-- Begin --

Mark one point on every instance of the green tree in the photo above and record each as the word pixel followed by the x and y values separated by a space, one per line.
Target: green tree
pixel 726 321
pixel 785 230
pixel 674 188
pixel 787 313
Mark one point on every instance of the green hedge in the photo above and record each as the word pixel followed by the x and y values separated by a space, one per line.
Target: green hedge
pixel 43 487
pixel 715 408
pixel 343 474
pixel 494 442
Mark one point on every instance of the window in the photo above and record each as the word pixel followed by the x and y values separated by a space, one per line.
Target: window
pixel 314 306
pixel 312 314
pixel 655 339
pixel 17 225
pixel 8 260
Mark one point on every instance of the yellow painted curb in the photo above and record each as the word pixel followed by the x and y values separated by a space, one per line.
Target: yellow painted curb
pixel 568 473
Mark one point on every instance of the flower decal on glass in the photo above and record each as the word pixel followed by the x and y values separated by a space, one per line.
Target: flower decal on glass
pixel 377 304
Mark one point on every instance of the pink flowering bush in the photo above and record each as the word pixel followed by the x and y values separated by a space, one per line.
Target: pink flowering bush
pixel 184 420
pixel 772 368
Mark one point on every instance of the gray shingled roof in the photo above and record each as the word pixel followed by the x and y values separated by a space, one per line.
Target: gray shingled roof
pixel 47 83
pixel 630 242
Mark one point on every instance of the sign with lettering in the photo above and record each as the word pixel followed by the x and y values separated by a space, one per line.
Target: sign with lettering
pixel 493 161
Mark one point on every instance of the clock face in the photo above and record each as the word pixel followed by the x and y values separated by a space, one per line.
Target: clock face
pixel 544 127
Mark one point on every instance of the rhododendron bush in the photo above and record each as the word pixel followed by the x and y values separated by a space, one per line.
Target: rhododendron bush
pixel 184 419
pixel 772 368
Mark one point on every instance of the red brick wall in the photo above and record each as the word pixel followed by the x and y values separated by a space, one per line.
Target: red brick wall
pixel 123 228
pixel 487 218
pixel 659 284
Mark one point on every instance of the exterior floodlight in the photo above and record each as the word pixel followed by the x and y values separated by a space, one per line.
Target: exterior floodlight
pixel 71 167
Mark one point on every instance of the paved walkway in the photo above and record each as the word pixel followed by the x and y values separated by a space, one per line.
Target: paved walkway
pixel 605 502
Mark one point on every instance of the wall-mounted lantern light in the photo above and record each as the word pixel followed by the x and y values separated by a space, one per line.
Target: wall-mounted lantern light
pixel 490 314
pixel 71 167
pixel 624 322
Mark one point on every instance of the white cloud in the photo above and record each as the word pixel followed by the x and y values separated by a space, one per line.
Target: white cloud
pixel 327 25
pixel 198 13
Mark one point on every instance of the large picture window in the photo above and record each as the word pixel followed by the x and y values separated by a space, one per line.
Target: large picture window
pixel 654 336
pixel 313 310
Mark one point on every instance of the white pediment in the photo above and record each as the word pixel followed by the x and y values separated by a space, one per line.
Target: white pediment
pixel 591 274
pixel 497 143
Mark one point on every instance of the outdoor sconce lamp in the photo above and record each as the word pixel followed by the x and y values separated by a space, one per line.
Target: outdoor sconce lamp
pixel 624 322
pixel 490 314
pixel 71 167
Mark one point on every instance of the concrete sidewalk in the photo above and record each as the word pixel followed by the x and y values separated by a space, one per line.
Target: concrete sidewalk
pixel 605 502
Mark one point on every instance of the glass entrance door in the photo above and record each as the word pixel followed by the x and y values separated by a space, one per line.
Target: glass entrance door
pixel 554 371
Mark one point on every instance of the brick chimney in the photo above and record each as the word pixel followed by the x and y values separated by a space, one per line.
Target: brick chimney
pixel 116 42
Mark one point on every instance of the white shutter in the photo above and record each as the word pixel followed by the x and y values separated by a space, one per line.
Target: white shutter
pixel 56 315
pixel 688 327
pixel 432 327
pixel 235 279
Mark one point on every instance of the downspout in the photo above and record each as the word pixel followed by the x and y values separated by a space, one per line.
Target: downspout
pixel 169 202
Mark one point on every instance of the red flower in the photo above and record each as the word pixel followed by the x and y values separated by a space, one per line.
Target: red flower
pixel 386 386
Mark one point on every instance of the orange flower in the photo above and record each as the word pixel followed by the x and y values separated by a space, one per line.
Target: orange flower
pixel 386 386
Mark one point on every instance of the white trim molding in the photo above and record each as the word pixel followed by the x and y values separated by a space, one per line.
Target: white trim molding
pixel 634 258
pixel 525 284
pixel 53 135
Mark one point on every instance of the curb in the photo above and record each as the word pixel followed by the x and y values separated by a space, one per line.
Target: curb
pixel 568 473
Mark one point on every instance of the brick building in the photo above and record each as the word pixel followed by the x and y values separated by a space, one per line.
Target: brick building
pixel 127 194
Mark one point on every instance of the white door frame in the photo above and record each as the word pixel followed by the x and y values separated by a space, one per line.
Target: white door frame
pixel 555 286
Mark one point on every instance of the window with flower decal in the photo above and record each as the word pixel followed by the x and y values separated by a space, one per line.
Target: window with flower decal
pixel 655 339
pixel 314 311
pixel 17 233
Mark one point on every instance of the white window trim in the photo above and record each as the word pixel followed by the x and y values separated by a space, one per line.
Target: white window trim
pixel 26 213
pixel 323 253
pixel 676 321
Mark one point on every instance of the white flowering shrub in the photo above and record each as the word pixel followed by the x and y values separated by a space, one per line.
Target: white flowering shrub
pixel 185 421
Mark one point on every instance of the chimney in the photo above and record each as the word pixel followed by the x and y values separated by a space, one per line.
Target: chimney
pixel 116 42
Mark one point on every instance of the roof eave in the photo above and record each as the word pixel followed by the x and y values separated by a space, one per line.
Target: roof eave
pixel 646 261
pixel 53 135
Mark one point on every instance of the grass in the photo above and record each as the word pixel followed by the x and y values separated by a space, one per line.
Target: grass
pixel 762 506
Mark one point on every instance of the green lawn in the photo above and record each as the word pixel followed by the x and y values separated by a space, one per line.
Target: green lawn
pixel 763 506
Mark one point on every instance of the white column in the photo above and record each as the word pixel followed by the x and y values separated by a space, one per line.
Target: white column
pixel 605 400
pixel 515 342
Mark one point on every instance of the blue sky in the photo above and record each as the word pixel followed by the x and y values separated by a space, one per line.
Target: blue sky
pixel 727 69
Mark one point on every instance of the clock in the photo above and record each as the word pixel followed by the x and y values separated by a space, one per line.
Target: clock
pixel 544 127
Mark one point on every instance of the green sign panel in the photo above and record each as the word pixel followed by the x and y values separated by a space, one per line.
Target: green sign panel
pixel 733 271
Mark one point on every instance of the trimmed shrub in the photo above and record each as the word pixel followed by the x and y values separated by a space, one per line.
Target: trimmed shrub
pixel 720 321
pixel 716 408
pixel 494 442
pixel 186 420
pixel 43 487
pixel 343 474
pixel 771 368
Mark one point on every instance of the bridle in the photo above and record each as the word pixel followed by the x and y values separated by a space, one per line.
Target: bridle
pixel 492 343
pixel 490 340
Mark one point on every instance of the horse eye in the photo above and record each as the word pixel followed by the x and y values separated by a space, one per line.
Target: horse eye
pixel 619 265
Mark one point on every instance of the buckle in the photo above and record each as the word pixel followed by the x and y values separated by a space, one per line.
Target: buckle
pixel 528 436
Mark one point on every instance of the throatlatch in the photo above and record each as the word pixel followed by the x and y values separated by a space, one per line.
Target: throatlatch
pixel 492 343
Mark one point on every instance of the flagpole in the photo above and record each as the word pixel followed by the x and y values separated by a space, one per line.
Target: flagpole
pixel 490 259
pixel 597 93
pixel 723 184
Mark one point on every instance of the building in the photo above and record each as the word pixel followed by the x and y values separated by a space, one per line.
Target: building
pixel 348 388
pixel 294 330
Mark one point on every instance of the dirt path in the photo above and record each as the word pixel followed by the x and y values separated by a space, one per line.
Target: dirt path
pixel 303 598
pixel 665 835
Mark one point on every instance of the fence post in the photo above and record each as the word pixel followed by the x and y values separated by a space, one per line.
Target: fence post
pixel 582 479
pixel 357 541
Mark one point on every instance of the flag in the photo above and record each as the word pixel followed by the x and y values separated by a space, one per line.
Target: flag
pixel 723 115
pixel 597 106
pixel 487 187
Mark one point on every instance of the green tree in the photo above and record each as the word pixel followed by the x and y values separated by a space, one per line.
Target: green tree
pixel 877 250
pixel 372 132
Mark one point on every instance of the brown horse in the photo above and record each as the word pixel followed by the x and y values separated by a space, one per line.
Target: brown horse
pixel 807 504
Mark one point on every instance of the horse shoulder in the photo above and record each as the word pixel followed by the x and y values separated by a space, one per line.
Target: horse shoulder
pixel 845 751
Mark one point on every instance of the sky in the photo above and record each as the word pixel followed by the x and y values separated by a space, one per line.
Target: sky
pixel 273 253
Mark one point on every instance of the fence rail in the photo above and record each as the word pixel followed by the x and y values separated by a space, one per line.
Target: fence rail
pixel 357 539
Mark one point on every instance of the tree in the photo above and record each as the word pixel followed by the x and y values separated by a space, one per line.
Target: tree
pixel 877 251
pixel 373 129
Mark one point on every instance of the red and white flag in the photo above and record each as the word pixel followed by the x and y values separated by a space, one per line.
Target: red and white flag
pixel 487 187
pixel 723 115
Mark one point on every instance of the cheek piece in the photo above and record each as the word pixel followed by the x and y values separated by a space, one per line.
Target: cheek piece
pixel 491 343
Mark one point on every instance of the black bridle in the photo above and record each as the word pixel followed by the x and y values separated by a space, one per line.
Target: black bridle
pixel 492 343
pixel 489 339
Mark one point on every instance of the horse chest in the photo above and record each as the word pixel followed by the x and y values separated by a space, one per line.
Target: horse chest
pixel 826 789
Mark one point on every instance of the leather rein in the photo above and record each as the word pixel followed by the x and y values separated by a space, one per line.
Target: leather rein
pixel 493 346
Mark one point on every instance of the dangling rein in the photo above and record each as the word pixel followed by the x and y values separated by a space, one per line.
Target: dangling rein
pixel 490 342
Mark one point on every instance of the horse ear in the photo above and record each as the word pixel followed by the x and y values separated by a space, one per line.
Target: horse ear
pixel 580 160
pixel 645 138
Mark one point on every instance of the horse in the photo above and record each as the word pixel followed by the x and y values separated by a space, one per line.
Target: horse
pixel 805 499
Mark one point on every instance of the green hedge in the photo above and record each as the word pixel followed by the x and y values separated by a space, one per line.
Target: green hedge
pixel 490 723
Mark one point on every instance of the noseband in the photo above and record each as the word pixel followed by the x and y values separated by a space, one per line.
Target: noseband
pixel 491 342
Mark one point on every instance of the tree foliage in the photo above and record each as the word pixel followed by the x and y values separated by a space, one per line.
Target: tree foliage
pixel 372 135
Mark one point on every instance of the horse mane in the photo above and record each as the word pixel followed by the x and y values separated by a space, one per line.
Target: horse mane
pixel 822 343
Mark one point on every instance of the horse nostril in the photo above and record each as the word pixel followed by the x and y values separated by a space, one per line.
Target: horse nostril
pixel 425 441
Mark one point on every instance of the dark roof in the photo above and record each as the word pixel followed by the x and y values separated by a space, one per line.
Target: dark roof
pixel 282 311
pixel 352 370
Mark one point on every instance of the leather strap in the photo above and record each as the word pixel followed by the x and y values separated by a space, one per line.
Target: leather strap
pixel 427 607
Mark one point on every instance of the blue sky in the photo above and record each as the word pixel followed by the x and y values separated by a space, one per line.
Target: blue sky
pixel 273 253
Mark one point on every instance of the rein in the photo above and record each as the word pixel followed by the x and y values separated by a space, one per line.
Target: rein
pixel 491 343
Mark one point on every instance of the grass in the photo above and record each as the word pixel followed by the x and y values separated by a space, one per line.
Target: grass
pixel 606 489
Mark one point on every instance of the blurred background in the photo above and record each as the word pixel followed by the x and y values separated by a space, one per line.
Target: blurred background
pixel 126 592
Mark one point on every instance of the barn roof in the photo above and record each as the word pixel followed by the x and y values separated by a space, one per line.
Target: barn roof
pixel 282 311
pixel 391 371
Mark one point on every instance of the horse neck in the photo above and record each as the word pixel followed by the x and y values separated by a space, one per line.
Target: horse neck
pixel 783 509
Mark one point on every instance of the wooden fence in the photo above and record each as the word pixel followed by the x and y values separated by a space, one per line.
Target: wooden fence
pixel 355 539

-- End --

• [Requirements]
Switch "white column" to "white pillar" in the stretch from the line containing "Mark one point on every instance of the roof" through the line containing "pixel 733 271". Give only those lines again, with nothing else changed.

• [The result]
Mark one point on every instance of the roof eave in the photo above and record each as the word pixel followed by the x and y values separated by a space, one per line.
Target: roof eave
pixel 646 261
pixel 53 135
Mark one point on every instance of the grass in the photo above and record each as the word pixel followed by the x and y values separated by a space, one per line.
Target: grass
pixel 762 506
Mark one point on every instance of the green lawn in the photo above and record each as the word pixel followed by the x and y values separated by a space, one per line.
Target: green lawn
pixel 763 506
Mark one point on every instance of the white pillar in the photo above and record each as the word pixel followed by the x and y values separated by a space, one per line.
Target: white pillar
pixel 605 400
pixel 515 342
Mark one point on every instance of the blue sky in the photo above and record each as the word pixel followed by the x and y values separated by a space, one per line.
Target: blue sky
pixel 727 69
Mark one point on every instance of the clock in the photo above and record each as the word pixel followed by the x and y values separated by a space, one per line.
Target: clock
pixel 544 127
Mark one point on every instance of the green sign panel in the photo above and record each as the word pixel followed by the x and y values separated by a space, one per line.
Target: green sign panel
pixel 733 271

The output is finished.